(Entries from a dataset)
>> BEGIN

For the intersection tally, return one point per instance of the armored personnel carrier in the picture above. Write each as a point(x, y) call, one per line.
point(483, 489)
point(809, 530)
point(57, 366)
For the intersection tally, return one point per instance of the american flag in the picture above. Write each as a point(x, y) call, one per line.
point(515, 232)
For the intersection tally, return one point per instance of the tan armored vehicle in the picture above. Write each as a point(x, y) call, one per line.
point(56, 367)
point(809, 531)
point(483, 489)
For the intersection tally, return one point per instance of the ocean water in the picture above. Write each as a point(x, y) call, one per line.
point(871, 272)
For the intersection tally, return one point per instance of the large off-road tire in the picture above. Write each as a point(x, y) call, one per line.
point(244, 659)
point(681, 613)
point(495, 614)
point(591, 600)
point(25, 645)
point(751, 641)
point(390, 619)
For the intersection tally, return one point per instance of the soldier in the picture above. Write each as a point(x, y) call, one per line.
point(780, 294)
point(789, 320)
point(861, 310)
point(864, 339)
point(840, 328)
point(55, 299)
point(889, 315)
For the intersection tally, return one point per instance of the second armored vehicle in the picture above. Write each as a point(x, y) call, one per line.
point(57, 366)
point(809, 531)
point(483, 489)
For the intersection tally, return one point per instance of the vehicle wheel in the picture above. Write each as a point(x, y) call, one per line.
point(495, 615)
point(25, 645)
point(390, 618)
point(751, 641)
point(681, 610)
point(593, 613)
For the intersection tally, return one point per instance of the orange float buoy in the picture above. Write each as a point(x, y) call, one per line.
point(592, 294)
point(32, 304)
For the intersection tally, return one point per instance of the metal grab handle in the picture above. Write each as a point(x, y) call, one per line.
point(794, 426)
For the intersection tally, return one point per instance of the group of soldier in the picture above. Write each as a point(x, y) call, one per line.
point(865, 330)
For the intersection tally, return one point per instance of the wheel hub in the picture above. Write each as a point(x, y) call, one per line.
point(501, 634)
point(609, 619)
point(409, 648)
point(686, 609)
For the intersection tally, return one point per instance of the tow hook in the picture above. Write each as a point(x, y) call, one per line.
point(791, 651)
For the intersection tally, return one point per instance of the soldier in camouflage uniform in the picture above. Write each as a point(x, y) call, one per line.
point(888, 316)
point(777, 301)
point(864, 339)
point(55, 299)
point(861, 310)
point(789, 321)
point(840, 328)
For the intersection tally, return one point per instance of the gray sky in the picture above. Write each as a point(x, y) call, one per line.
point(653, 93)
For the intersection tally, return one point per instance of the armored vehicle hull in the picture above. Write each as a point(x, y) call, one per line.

>> END

* [What the task asks] Format each line of the data above as a numbered list, omitting any blank lines.

* [Problem solution]
1. For the intersection tally, return one point per instance of the armored personnel carrier in the picture above. Write each as a point(x, y) call, one per line.
2. point(483, 489)
3. point(809, 530)
4. point(57, 366)
5. For the intersection tally, return one point per instance of the american flag in the picture above. Write each as a point(x, y) call, one per line.
6. point(515, 232)
7. For the intersection tally, return one point per instance of the tan armored vehicle in the picture above. Write each as a point(x, y) call, one per line.
8. point(56, 367)
9. point(809, 531)
10. point(483, 489)
11. For the intersection tally, return one point per instance of the ocean water in the picture above. Write each as a point(x, y) call, one per line.
12. point(871, 272)
13. For the intersection tally, return one point per instance of the large off-road tire in the picture above. Write each as a point(x, y) call, one per line.
14. point(244, 659)
15. point(681, 613)
16. point(495, 614)
17. point(591, 600)
18. point(25, 645)
19. point(751, 641)
20. point(390, 619)
21. For the intersection tally, return one point per instance of the soldier in the picture above. Write each as a point(x, y) call, one per line.
22. point(780, 294)
23. point(789, 320)
24. point(861, 310)
25. point(864, 339)
26. point(840, 328)
27. point(55, 299)
28. point(889, 315)
29. For the intersection tally, return one point per instance of the second armored vehicle in the picture above. Write each as a point(x, y) call, one per line.
30. point(57, 366)
31. point(809, 531)
32. point(483, 489)
33. For the intersection tally, return one point per instance of the vehicle wheel in the picture above. Write each as a point(x, y) call, one per line.
34. point(495, 615)
35. point(25, 645)
36. point(390, 618)
37. point(751, 641)
38. point(681, 610)
39. point(593, 613)
40. For the intersection tally, return one point per instance of the orange float buoy in the picture above. Write each as a point(x, y) call, one per line.
41. point(592, 294)
42. point(32, 304)
43. For the intersection tally, return one point per instance of the metal grab handle in the picture above. Write each as a point(x, y) call, one per line.
44. point(794, 426)
45. For the intersection tally, return one point per instance of the group of soldier in the picture above. Write each as a point(x, y) call, one per line.
46. point(865, 330)
47. For the intersection tally, return one point per instance of the wheel hub in the picture above. Write each as a point(x, y) call, one per line.
48. point(501, 634)
49. point(609, 619)
50. point(409, 648)
51. point(686, 609)
52. For the intersection tally, return one point per instance of the tow hook in the picture above. Write each as a point(x, y) call, one per line.
53. point(791, 651)
54. For the intersection tally, return one point per instance of the soldier in camouflage uniform in the picture above. Write each as a point(x, y) call, one per line.
55. point(888, 316)
56. point(777, 301)
57. point(864, 339)
58. point(55, 299)
59. point(861, 310)
60. point(789, 321)
61. point(840, 328)
62. For the intersection tally, return one point per instance of the gray sky in the picture above. Write each as a point(x, y) call, one per line.
63. point(653, 93)
64. For the intersection tally, return one point per instance of the armored vehicle hull in the picture above. Write each as a point(x, y) call, one per line.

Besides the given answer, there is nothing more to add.